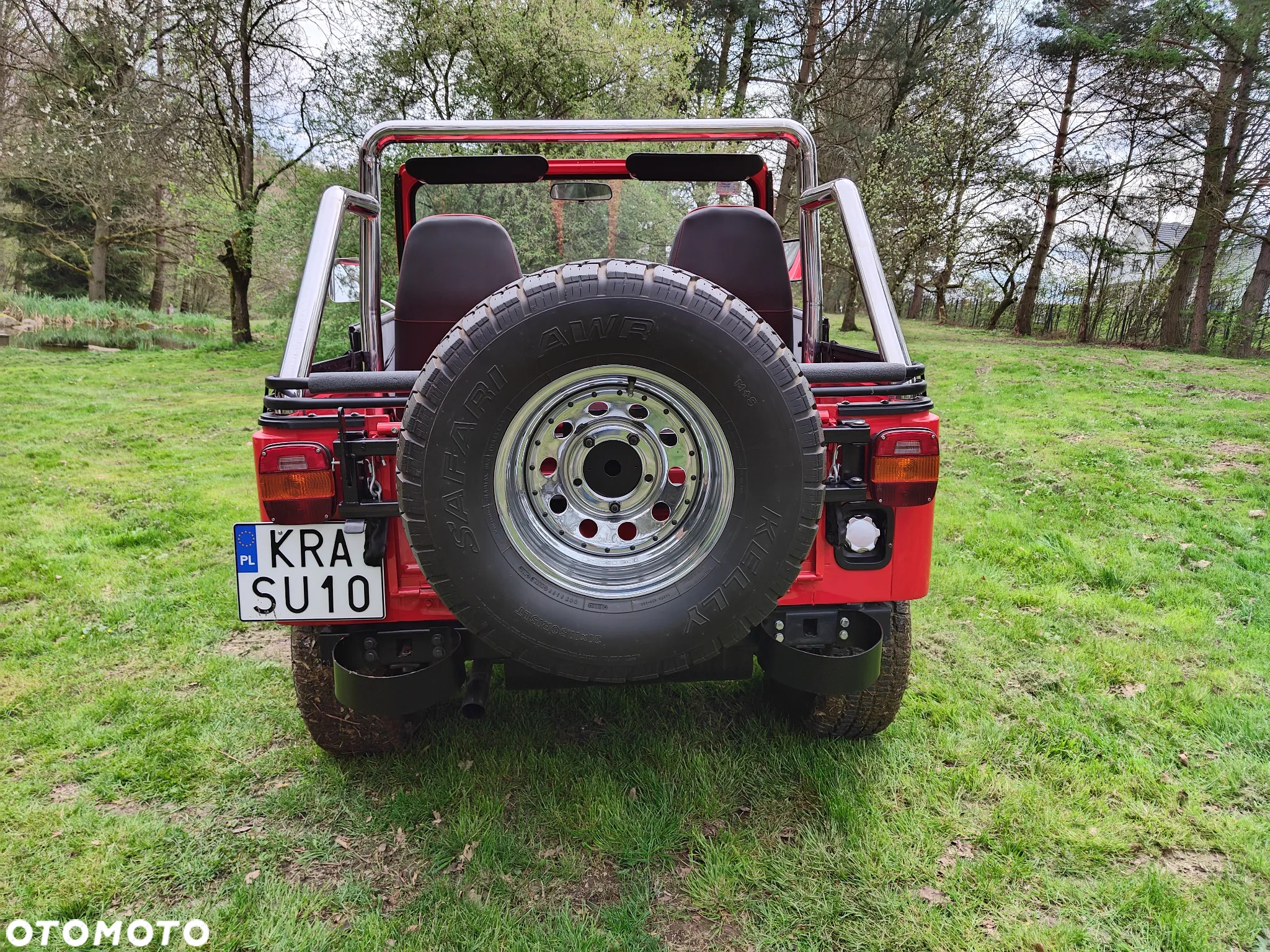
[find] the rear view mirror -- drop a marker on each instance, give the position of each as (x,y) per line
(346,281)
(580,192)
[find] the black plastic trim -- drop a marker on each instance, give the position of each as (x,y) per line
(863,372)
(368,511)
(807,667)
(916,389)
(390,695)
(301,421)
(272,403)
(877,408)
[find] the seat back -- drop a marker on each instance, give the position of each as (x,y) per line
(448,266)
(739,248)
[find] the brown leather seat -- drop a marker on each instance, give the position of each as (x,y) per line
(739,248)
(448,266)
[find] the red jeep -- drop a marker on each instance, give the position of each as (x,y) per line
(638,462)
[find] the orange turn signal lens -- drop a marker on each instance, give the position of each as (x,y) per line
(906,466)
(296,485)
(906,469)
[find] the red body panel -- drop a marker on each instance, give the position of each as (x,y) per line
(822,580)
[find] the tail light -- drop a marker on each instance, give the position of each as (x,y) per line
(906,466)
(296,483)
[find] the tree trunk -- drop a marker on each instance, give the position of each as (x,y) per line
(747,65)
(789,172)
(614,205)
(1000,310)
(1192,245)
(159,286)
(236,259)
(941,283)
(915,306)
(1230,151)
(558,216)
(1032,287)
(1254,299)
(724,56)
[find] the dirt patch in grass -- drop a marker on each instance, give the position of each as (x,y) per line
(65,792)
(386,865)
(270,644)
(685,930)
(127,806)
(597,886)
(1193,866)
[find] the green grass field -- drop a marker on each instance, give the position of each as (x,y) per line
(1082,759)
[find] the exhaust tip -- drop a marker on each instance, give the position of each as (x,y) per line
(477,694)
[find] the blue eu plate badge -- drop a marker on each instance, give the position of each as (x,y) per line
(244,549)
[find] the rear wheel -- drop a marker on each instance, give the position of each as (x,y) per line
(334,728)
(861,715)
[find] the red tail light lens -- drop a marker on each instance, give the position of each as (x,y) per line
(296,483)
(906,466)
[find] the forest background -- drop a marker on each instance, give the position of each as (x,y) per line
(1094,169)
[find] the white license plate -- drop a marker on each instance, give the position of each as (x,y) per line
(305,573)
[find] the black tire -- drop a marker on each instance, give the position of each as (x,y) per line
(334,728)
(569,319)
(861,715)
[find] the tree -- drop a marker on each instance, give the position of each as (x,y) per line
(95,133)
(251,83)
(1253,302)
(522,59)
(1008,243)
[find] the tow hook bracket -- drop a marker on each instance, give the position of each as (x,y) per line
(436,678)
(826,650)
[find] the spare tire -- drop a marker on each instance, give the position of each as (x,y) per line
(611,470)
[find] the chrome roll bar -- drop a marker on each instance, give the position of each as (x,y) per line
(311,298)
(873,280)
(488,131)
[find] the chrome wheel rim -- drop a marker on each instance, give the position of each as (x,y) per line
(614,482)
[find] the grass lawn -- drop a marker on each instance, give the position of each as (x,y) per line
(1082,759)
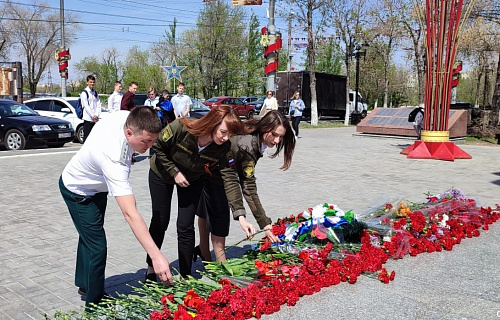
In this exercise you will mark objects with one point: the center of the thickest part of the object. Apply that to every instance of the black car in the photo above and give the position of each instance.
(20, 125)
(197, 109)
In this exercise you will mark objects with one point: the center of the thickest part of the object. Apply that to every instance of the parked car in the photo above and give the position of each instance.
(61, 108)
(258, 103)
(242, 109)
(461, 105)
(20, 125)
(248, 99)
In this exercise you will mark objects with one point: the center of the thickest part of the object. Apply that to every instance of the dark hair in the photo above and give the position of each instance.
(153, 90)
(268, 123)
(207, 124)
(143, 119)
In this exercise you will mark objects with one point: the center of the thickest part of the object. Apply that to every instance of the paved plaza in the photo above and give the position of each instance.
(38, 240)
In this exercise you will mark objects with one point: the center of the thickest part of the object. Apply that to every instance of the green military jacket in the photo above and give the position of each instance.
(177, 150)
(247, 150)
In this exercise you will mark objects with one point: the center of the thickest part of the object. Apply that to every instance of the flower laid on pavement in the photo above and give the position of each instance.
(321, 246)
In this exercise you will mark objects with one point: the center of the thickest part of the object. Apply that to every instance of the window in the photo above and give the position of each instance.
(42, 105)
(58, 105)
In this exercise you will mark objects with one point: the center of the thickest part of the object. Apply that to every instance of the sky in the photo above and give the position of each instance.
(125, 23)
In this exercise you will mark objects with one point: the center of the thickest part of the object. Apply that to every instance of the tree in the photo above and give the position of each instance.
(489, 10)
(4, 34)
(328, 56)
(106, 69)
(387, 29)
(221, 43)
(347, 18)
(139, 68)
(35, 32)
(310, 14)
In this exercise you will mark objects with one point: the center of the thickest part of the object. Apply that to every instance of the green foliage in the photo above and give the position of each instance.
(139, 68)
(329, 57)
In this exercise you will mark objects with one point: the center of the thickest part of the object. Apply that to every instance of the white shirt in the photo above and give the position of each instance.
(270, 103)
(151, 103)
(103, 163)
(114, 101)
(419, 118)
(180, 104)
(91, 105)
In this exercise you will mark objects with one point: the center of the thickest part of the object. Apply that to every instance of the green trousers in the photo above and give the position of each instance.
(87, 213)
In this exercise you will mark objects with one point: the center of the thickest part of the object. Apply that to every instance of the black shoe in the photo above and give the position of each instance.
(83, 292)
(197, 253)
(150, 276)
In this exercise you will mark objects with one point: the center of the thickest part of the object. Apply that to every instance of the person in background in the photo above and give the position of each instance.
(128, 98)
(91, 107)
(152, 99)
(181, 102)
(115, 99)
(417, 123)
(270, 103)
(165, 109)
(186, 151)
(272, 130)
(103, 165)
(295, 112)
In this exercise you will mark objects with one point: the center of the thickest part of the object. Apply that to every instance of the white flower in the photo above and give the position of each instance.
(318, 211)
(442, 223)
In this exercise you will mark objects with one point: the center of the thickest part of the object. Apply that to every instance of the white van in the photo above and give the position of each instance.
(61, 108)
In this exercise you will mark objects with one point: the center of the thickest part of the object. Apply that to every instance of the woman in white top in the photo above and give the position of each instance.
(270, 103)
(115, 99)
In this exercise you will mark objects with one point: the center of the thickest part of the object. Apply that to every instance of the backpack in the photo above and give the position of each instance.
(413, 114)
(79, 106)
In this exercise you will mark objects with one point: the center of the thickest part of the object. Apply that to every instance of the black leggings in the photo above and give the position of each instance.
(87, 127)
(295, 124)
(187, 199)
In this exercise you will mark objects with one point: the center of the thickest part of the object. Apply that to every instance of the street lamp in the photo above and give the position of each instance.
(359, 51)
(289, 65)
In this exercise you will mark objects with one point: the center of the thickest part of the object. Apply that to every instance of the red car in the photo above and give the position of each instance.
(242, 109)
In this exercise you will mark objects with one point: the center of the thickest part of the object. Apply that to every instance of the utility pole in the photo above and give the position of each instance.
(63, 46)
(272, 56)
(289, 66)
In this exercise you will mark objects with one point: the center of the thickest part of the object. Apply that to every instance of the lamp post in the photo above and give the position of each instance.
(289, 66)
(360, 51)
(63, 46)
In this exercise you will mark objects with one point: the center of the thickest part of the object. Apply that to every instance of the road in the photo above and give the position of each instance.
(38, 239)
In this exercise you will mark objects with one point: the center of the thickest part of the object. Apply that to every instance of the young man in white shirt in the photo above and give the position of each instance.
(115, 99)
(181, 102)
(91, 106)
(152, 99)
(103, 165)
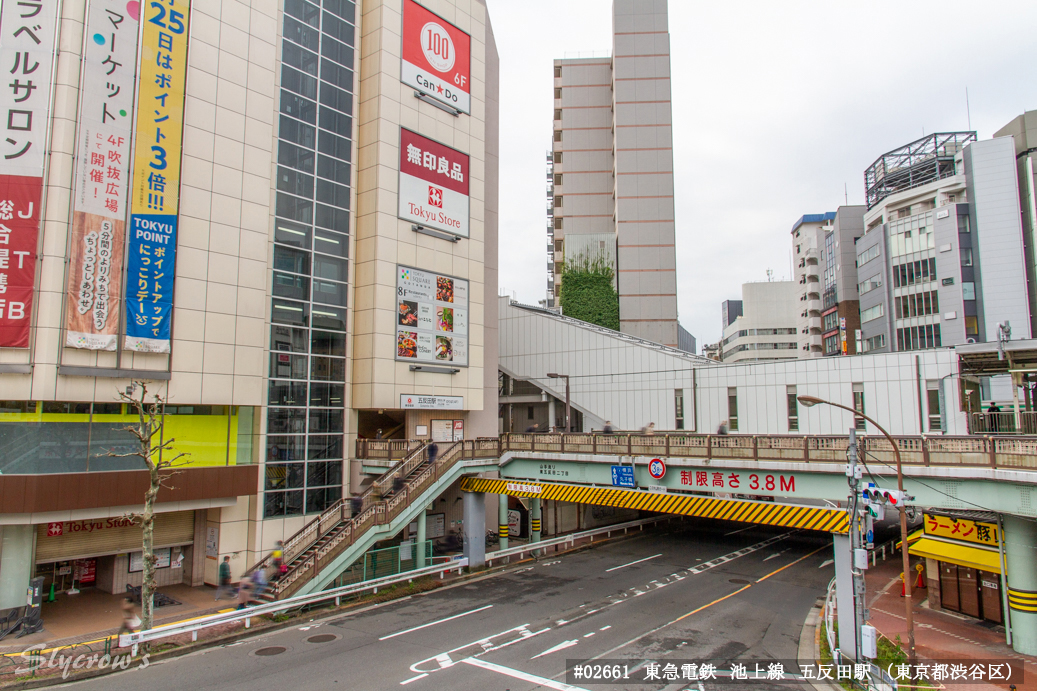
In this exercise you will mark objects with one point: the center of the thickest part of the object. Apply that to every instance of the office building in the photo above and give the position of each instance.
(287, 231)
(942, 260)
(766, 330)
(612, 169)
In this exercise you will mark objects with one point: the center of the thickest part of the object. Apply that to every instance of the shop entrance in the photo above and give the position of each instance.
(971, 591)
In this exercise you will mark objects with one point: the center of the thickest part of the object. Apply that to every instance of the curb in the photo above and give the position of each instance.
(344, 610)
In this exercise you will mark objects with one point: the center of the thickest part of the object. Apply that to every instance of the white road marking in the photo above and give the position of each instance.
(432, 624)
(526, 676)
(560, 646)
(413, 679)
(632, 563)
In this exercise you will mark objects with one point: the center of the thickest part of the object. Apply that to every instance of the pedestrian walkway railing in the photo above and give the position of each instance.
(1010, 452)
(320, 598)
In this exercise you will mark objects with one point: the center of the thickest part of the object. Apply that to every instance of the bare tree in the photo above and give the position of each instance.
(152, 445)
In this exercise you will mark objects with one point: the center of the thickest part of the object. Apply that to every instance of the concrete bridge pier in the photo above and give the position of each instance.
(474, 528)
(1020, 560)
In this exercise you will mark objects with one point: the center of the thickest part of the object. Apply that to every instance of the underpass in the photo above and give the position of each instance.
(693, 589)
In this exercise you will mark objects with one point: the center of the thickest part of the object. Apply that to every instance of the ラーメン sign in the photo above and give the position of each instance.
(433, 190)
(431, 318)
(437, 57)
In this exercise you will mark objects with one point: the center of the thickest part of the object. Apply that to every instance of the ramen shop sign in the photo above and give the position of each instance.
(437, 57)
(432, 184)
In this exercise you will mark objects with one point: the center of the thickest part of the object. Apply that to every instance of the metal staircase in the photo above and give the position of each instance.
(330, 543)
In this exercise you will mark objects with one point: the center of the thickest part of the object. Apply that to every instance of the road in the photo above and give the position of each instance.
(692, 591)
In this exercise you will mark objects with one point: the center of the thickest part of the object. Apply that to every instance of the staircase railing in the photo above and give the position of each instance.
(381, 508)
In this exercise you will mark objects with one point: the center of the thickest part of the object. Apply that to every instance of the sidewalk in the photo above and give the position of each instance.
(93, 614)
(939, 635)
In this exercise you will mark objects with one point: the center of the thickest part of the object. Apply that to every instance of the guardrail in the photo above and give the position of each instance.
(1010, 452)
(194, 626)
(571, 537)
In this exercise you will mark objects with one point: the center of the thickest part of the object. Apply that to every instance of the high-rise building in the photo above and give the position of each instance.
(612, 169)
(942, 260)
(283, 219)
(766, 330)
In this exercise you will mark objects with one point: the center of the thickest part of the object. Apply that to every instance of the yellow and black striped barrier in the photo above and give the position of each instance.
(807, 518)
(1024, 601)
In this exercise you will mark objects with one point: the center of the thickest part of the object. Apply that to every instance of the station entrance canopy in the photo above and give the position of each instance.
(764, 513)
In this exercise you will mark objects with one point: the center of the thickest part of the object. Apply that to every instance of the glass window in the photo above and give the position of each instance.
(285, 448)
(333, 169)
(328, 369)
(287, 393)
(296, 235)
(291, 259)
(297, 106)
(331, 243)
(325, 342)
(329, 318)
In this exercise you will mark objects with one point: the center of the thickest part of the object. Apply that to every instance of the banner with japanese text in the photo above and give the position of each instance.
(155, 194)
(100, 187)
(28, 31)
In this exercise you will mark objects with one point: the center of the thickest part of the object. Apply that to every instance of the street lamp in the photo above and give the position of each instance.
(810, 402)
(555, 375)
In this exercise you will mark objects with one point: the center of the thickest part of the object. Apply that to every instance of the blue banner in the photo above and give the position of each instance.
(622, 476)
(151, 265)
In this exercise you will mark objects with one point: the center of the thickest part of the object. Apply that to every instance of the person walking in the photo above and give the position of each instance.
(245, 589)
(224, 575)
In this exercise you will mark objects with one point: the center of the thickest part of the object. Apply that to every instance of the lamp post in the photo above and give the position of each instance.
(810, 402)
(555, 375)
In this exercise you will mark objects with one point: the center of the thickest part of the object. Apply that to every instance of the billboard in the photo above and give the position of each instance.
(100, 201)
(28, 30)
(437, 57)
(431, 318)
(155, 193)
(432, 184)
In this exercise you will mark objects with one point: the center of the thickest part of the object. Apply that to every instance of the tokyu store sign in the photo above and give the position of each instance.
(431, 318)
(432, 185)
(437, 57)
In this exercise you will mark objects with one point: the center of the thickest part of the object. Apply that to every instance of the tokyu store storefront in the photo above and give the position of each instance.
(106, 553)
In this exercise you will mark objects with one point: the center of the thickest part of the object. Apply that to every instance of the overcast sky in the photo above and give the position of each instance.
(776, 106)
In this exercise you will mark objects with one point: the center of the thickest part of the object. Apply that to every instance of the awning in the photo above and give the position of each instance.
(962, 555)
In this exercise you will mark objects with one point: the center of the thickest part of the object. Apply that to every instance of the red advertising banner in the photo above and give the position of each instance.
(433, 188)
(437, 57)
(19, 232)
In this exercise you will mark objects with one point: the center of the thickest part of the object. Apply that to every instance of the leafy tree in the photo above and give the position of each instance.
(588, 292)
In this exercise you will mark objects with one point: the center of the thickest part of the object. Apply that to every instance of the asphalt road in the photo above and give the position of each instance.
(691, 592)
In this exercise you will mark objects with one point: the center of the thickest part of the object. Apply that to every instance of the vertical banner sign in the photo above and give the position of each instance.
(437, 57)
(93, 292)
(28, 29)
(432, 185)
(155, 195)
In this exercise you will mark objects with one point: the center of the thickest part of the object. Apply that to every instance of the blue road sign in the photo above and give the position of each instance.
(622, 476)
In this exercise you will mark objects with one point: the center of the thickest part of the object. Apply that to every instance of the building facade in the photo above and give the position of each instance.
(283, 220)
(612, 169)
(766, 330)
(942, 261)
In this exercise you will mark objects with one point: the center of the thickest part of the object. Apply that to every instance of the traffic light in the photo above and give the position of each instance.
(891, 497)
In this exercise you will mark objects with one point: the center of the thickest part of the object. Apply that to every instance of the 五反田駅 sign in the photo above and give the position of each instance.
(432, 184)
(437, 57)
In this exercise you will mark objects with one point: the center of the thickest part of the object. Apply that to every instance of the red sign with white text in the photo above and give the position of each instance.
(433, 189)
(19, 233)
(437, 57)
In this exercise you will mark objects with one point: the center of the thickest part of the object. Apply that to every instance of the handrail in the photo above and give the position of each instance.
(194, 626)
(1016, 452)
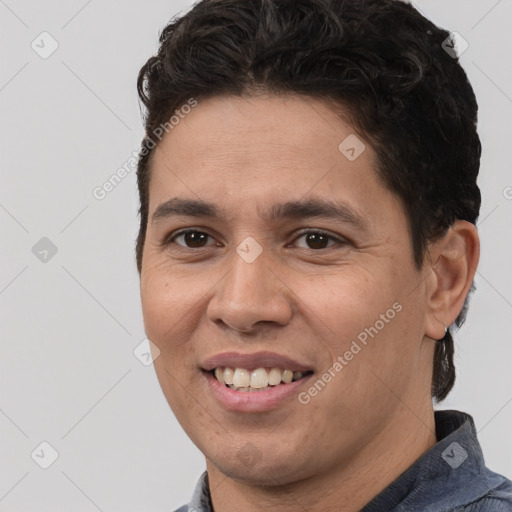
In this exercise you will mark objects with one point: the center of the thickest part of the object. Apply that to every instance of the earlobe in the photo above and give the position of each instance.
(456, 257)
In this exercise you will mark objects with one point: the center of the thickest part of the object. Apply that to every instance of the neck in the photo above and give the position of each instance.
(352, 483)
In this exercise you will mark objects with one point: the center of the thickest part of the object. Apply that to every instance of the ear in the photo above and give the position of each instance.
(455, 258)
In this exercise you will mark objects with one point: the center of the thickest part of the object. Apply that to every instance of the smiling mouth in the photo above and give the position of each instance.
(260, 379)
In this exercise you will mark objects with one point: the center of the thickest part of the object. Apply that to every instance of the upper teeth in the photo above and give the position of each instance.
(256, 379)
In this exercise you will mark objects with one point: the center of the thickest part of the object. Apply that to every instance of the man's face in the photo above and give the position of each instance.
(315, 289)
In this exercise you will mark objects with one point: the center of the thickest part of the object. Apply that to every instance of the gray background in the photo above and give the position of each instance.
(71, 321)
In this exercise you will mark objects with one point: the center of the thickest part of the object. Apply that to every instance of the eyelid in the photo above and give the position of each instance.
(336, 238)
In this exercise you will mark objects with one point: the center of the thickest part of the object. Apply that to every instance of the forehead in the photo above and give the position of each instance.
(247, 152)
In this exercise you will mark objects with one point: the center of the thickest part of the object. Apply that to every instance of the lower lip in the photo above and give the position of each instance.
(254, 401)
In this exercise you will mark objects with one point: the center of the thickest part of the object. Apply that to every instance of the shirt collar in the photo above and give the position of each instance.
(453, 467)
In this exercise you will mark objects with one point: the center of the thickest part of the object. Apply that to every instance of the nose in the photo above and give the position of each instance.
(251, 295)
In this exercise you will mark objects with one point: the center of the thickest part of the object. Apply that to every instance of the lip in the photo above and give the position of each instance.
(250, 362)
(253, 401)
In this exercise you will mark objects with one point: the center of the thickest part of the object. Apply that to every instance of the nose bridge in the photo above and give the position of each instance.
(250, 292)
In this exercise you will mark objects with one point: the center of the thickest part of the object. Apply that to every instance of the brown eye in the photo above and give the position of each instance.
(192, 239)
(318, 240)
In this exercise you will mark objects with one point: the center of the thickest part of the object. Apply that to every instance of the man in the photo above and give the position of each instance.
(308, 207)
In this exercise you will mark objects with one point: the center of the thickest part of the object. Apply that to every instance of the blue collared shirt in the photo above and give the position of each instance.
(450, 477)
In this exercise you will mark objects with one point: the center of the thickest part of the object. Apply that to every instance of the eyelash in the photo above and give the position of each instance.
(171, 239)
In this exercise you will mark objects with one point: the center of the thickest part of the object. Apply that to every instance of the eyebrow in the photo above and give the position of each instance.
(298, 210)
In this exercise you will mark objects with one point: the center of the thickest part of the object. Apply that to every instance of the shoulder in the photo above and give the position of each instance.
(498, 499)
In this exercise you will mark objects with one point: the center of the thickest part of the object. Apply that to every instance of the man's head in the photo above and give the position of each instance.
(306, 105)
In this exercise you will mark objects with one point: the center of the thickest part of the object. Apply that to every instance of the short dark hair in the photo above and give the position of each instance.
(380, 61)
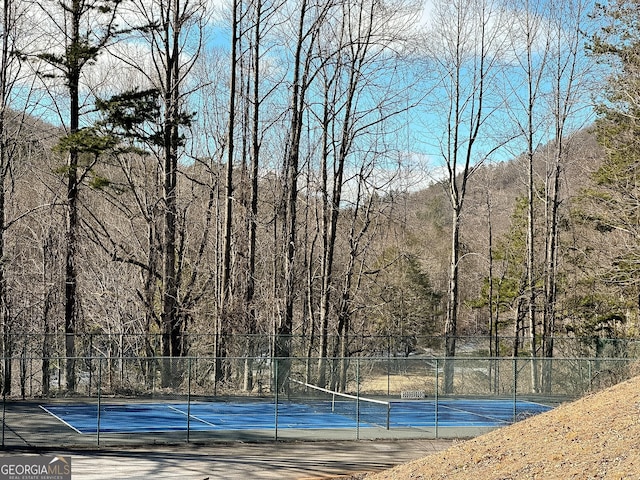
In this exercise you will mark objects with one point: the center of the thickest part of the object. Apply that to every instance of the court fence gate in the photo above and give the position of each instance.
——————
#### What this task involves
From the line that contains "of the man in" to the end of the material above, output every line exactly, both ends included, but leave out any pictures.

#### Written reply
In this exercise you will mark objects with one point: the center of the thickest part of the object. Apply that to every instance of the man in the photo above and give the position of each instance.
(308, 207)
In this exercise you will mark objects with one point: the center of the thickest part of the object. Apply that to every instance of the blue collared shirt in the photo above and give the position of each instance.
(450, 477)
In this exercise you will mark objects with one point: the center of the thickest part of the object. Apply that to every instance of the eyelash in the photo above and give the position of each instance.
(171, 239)
In this exercise you will mark objects with one point: the center of the thickest part of the object. Apply that to every instance of the eyebrow in the photo above and give the position of each instance.
(298, 210)
In this exercise you will mark objects with one point: the center of the thickest part of the object. Apply that to every instance of the shoulder in the photo above and give the position of each instance.
(498, 499)
In this exercise you will mark objects with one point: the center of the thickest part of the object. Apply that to every instance of the man's head in the photo above and give the position of each instance.
(306, 105)
In this exercise you will mark objects with one point: the center of the thickest part of the object. Apply that to every instance of the short dark hair in the photo above and give the position of each instance.
(380, 61)
In this exercise you will mark objects with one point: the center of the thickest part of the object. Apply that to every instance of the court fence gate in the photo above and give the position of each instance.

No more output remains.